DESCRIPTION OF THE TASK
Restate, word for word, every line of the data.

DATASET RECORDS
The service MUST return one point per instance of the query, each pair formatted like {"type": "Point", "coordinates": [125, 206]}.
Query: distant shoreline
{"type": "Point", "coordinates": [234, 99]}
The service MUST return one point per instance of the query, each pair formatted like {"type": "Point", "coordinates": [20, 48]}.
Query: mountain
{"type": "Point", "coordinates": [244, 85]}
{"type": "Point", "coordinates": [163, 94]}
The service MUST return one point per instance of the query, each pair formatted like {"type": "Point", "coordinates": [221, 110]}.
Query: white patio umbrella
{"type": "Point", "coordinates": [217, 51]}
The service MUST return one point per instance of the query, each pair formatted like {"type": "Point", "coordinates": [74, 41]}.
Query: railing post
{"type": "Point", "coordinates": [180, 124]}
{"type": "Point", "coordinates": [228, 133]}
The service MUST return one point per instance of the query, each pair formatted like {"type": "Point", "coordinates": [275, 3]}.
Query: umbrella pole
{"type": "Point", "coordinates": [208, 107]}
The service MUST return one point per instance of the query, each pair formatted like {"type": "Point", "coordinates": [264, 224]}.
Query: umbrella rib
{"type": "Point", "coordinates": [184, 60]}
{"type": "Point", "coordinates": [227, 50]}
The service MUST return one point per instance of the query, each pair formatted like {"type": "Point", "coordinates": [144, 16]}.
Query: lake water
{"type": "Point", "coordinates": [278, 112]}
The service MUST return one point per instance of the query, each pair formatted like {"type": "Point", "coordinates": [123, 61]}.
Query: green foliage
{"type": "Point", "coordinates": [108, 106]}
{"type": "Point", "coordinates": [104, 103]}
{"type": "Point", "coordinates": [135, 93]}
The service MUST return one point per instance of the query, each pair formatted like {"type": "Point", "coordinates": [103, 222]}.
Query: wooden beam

PROBLEM SOLUTION
The service MUST return one point per instance of the query, each pair formatted like {"type": "Point", "coordinates": [125, 206]}.
Query: distant shoreline
{"type": "Point", "coordinates": [234, 99]}
The service MUST return one point per instance of the query, each pair formatted like {"type": "Point", "coordinates": [20, 48]}.
Query: mountain
{"type": "Point", "coordinates": [244, 85]}
{"type": "Point", "coordinates": [163, 94]}
The service MUST return one point per instance of the query, each pair formatted like {"type": "Point", "coordinates": [221, 110]}.
Query: white patio umbrella
{"type": "Point", "coordinates": [217, 51]}
The service MUST return one point per instance of the query, each pair formatted like {"type": "Point", "coordinates": [74, 41]}.
Query: railing post
{"type": "Point", "coordinates": [180, 124]}
{"type": "Point", "coordinates": [228, 133]}
The service MUST return one point per instance of the query, each pair formatted like {"type": "Point", "coordinates": [275, 3]}.
Query: umbrella pole
{"type": "Point", "coordinates": [208, 107]}
The service MUST return one point per instance of the query, each pair formatted like {"type": "Point", "coordinates": [264, 224]}.
Query: umbrella rib
{"type": "Point", "coordinates": [184, 60]}
{"type": "Point", "coordinates": [227, 50]}
The service MUST return one point per instance of the query, each pair formatted like {"type": "Point", "coordinates": [144, 16]}.
Query: lake water
{"type": "Point", "coordinates": [278, 112]}
The service MUST return one point per instance of the query, each pair formatted like {"type": "Point", "coordinates": [123, 61]}.
Query: green foliage
{"type": "Point", "coordinates": [108, 106]}
{"type": "Point", "coordinates": [104, 103]}
{"type": "Point", "coordinates": [135, 93]}
The service MUST return one point per instance of the query, each pair formatted like {"type": "Point", "coordinates": [103, 222]}.
Query: wooden beam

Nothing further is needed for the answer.